> TASK INSTRUCTIONS: Count how many lines of the records that follow contain the word "below", and give only that number.

########################################

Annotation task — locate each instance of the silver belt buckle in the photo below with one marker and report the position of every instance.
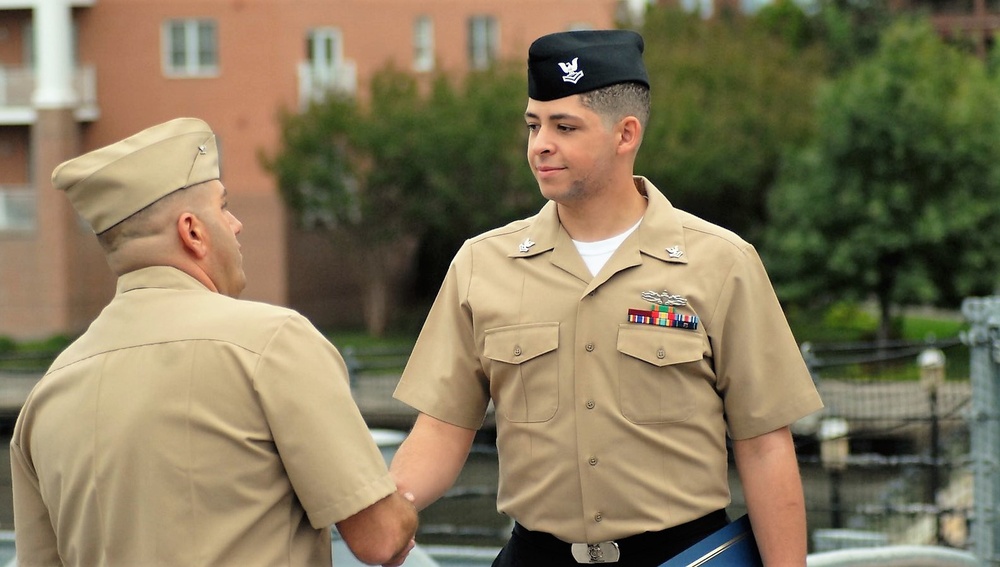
(590, 553)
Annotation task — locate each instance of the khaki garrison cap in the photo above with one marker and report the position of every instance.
(112, 183)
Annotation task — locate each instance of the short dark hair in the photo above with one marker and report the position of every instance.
(617, 101)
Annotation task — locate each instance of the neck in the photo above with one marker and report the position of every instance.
(604, 216)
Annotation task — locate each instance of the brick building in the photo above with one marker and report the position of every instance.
(79, 74)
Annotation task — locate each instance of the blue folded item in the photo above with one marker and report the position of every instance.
(731, 546)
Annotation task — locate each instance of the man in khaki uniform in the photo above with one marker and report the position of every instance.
(620, 340)
(186, 427)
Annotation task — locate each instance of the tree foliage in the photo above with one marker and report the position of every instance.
(728, 96)
(430, 162)
(895, 197)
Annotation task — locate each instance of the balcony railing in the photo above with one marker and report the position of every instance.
(315, 83)
(17, 207)
(17, 85)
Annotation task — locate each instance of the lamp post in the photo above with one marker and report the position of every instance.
(932, 362)
(834, 450)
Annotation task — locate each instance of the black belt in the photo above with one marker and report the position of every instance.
(650, 548)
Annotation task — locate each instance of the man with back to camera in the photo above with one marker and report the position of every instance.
(619, 340)
(187, 427)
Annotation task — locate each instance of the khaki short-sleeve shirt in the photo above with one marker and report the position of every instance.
(189, 428)
(606, 426)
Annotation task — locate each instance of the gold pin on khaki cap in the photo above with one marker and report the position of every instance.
(112, 183)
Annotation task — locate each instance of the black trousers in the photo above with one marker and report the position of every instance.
(526, 548)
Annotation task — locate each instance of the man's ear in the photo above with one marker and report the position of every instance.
(192, 234)
(630, 132)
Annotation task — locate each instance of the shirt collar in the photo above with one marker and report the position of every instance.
(660, 235)
(163, 277)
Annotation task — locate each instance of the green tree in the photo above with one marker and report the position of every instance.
(412, 164)
(729, 94)
(894, 200)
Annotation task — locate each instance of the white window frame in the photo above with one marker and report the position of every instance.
(325, 49)
(423, 44)
(200, 57)
(484, 40)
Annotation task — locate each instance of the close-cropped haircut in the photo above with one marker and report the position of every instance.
(617, 101)
(144, 222)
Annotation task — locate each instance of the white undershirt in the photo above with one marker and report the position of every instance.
(596, 254)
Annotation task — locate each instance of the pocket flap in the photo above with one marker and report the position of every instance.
(660, 347)
(520, 343)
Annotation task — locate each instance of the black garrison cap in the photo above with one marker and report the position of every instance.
(567, 63)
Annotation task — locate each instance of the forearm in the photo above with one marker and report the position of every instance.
(430, 459)
(769, 473)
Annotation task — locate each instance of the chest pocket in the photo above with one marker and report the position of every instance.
(659, 377)
(524, 370)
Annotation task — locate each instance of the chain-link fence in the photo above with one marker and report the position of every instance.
(887, 461)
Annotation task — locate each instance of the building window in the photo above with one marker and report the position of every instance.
(17, 208)
(191, 48)
(324, 48)
(423, 44)
(483, 41)
(325, 69)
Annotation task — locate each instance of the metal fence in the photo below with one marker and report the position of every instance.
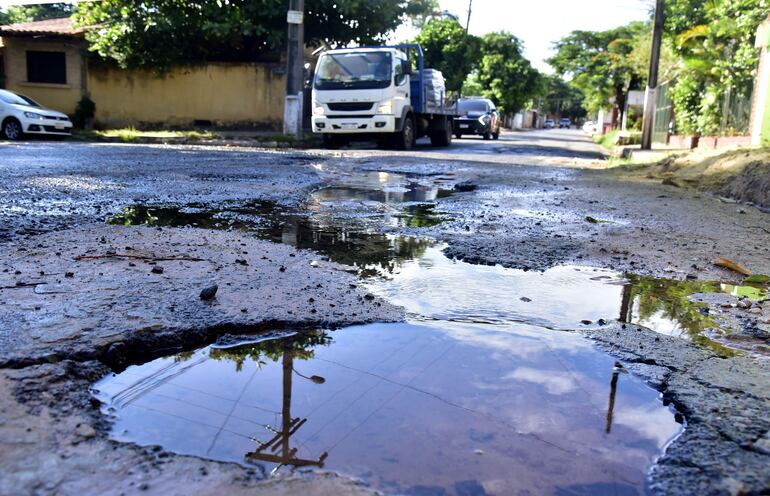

########################################

> OUTPUT FOR THIS TASK: 2